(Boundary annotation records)
___
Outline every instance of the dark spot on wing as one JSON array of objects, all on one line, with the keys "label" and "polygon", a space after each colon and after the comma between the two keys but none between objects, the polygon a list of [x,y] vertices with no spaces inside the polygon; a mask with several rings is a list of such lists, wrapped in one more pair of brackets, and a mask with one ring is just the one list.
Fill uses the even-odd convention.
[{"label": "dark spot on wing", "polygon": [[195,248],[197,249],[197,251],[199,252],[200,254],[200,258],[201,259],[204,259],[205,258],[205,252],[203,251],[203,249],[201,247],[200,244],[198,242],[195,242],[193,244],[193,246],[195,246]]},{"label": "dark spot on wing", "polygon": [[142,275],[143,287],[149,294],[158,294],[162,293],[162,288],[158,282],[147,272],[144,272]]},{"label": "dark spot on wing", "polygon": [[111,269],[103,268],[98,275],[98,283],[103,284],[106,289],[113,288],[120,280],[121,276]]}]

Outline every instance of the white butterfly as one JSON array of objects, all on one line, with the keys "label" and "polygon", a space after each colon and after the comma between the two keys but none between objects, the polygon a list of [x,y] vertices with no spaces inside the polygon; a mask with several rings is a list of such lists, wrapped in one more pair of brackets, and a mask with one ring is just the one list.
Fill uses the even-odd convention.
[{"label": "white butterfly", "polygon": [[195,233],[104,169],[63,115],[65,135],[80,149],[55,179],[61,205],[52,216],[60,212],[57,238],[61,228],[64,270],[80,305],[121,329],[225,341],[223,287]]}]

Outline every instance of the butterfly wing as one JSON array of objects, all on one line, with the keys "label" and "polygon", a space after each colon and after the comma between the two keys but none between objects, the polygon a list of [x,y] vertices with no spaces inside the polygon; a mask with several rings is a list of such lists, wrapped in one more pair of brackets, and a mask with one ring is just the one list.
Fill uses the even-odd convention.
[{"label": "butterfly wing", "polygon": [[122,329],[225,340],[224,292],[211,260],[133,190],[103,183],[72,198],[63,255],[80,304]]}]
___
Please rewrite the records above with "Outline every instance" replaced by "Trace each instance" everywhere, leaving everything else unchanged.

Trace each instance of the dark spot on wing as one JSON array of objects, all on one line, with the keys "label" and "polygon", a space after each colon and after the comma between the two keys but none between objects, the polygon a list of [x,y] vertices with no spaces inside the polygon; a mask with several rings is a list of such lists, wrapped in one more pair of brackets, and a mask with one ring is just the one list.
Fill uses the even-odd convention.
[{"label": "dark spot on wing", "polygon": [[195,248],[197,249],[197,251],[199,252],[200,254],[200,258],[201,259],[204,259],[205,258],[205,252],[203,251],[203,249],[201,247],[200,244],[198,242],[195,242],[193,244],[193,246],[195,246]]},{"label": "dark spot on wing", "polygon": [[142,275],[143,287],[149,294],[158,294],[162,293],[162,288],[158,282],[147,272],[144,272]]},{"label": "dark spot on wing", "polygon": [[111,269],[103,268],[98,275],[98,283],[103,284],[106,289],[113,288],[120,280],[121,276]]}]

Trace each instance of the white butterfly as one JSON array of objects, all on one line, with the keys "label" and "polygon", a space after each colon and after the comma between the two keys but none between objects, the polygon a list of [x,y] vertices with no spaces inside the polygon; a mask with several rings is a list of such lists, wrapped in one more pair of brackets, and a mask with one ring is just the one list.
Fill uses the even-odd convention.
[{"label": "white butterfly", "polygon": [[195,233],[104,169],[63,115],[65,135],[80,149],[55,179],[61,205],[52,216],[60,212],[57,238],[61,228],[64,270],[80,305],[121,329],[225,341],[223,287]]}]

Trace each instance of the butterfly wing as one JSON array of objects, all on one line, with the keys "label" and "polygon", a space after each colon and after the comma between the two keys but none between objects, the polygon a list of [x,y] vertices with no spaces inside the polygon; a mask with several rings is a list of such lists, wrapped in one more pair of brackets, and a mask with one ring is just the one list.
Fill uses the even-odd convention.
[{"label": "butterfly wing", "polygon": [[122,329],[225,340],[224,292],[211,260],[133,190],[103,183],[72,198],[63,255],[80,304]]}]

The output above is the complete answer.